[PATCH v3 20/31] KVM: x86/mmu: Pass the memslot around via struct kvm_page_fault

From: Paolo Bonzini
Date: Fri Sep 24 2021 - 12:33:34 EST


From: David Matlack <dmatlack@xxxxxxxxxx>

The memslot for the faulting gfn is used throughout the page fault
handling code, so capture it in kvm_page_fault as soon as we know the
gfn and use it in the page fault handling code that has direct access
to the kvm_page_fault struct. Replace various tests using is_noslot_pfn
with more direct tests on fault->slot being NULL.

This, in combination with the subsequent patch, improves "Populate
memory time" in dirty_log_perf_test by 5% when using the legacy MMU.
There is no discerable improvement to the performance of the TDP MMU.

No functional change intended.

Suggested-by: Ben Gardon <bgardon@xxxxxxxxxx>
Signed-off-by: David Matlack <dmatlack@xxxxxxxxxx>
Message-Id: <20210813203504.2742757-4-dmatlack@xxxxxxxxxx>
Signed-off-by: Paolo Bonzini <pbonzini@xxxxxxxxxx>
---
arch/x86/kvm/mmu.h | 3 +++
arch/x86/kvm/mmu/mmu.c | 32 ++++++++++++--------------------
arch/x86/kvm/mmu/paging_tmpl.h | 6 ++++--
arch/x86/kvm/mmu/tdp_mmu.c | 2 +-
4 files changed, 20 insertions(+), 23 deletions(-)

diff --git a/arch/x86/kvm/mmu.h b/arch/x86/kvm/mmu.h
index 01a4d1bc5053..75367af1a6d3 100644
--- a/arch/x86/kvm/mmu.h
+++ b/arch/x86/kvm/mmu.h
@@ -158,6 +158,9 @@ struct kvm_page_fault {
/* Shifted addr, or result of guest page table walk if addr is a gva. */
gfn_t gfn;

+ /* The memslot containing gfn. May be NULL. */
+ struct kvm_memory_slot *slot;
+
/* Outputs of kvm_faultin_pfn. */
kvm_pfn_t pfn;
hva_t hva;
diff --git a/arch/x86/kvm/mmu/mmu.c b/arch/x86/kvm/mmu/mmu.c
index 5a757953b98b..754578458cb7 100644
--- a/arch/x86/kvm/mmu/mmu.c
+++ b/arch/x86/kvm/mmu/mmu.c
@@ -2907,7 +2907,7 @@ int kvm_mmu_max_mapping_level(struct kvm *kvm,

void kvm_mmu_hugepage_adjust(struct kvm_vcpu *vcpu, struct kvm_page_fault *fault)

[Stated problem 1] Revise the KVM patch starting at "Suggested-by: Ben Gardon" and ending at "insertions(+), 23 deletions(-)", replacing "Signed-off-by" with "Acked-by".
[Stated problem 2] Check each statement against the KVM patch and answer yes or no, quoting the words that decide it: (a) the change, together with the next patch, speeds up "Populate memory time" by 5% with the legacy MMU; (b) the TDP MMU shows a clear performance gain; (c) the patch touches four files.

Entries from an annotation dataset:
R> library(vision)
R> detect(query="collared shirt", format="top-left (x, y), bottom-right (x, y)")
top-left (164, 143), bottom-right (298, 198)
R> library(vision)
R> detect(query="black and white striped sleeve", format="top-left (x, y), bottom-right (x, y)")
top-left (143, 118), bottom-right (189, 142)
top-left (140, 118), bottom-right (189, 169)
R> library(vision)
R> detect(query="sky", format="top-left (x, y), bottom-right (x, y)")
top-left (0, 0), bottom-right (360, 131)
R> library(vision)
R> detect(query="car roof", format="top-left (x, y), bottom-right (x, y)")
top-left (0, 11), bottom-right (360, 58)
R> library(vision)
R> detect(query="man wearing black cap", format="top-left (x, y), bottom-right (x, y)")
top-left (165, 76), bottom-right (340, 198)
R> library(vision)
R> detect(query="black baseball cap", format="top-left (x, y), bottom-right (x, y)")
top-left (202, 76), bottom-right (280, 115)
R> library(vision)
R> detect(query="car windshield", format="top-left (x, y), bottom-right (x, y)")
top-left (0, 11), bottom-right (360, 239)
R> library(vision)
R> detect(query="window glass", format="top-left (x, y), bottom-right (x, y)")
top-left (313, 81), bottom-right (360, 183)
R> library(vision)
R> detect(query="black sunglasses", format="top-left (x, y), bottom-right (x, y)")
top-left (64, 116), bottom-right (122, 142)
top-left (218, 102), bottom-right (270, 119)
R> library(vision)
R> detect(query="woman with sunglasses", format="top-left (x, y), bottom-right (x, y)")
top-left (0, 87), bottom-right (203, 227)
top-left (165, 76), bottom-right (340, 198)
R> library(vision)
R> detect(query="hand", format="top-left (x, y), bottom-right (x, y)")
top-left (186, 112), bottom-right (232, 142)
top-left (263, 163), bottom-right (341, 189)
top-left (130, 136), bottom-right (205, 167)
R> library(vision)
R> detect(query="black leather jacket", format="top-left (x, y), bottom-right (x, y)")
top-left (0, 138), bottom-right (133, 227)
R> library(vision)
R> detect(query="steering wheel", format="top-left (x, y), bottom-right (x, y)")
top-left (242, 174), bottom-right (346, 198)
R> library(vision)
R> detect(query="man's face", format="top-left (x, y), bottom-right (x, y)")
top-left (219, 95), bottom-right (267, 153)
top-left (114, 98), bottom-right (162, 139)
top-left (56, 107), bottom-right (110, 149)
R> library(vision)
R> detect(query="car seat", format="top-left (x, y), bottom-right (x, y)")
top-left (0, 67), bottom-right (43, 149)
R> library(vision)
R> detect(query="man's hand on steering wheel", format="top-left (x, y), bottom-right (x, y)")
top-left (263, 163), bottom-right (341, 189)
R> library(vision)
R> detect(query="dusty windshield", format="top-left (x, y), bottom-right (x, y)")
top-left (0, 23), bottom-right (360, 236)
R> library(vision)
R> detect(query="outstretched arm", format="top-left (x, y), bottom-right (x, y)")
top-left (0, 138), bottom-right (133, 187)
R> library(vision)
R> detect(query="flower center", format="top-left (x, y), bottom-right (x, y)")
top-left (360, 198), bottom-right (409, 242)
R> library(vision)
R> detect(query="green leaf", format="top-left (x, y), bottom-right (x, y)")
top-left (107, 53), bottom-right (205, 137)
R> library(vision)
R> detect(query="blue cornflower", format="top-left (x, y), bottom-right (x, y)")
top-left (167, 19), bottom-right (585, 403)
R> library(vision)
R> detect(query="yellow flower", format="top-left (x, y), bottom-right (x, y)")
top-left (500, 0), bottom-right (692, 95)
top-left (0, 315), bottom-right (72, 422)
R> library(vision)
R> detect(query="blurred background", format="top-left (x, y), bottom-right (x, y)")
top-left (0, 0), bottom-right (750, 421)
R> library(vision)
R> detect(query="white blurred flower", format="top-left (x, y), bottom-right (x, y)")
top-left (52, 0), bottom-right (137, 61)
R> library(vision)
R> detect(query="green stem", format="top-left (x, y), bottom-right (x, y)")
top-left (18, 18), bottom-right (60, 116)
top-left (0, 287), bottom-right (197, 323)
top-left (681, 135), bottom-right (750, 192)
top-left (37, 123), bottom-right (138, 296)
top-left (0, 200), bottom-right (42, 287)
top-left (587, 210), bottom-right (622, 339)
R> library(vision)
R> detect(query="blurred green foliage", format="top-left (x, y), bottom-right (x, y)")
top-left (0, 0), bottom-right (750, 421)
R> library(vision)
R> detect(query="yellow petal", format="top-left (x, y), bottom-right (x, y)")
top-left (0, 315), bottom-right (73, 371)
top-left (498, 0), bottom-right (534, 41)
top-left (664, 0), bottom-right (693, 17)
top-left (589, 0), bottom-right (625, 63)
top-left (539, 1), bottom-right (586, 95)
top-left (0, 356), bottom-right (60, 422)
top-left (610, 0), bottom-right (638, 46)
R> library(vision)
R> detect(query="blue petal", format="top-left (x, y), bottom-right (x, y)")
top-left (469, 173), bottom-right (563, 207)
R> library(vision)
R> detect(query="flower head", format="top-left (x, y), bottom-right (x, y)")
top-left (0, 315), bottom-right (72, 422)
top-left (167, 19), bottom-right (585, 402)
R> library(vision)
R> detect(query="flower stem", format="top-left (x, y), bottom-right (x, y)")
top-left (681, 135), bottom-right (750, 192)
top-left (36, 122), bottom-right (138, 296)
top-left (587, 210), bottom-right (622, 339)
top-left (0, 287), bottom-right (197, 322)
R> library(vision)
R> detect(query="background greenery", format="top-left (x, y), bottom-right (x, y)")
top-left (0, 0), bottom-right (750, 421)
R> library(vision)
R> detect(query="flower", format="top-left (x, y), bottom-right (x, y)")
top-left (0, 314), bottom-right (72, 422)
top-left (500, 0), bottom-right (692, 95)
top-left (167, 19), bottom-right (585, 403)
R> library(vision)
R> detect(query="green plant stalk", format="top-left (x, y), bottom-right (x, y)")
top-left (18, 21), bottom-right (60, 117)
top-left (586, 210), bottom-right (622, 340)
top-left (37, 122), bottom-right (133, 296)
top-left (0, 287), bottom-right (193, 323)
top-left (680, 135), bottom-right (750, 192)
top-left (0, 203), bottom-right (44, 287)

[Complete response 1]
Suggested-by: Ben Gardon <bgardon@xxxxxxxxxx>
Acked-by: David Matlack <dmatlack@xxxxxxxxxx>
Message-Id: <20210813203504.2742757-4-dmatlack@xxxxxxxxxx>
Acked-by: Paolo Bonzini <pbonzini@xxxxxxxxxx>
---
arch/x86/kvm/mmu.h | 3 +++
arch/x86/kvm/mmu/mmu.c | 32 ++++++++++++--------------------
arch/x86/kvm/mmu/paging_tmpl.h | 6 ++++--
arch/x86/kvm/mmu/tdp_mmu.c | 2 +-
4 files changed, 20 insertions(+), 23 deletions(-)

[Complete response 2]
(a) Yes: "improves "Populate memory time" in dirty_log_perf_test by 5% when using the legacy MMU"
(b) No: "There is no discerable improvement to the performance of the TDP MMU."
(c) Yes: "4 files changed"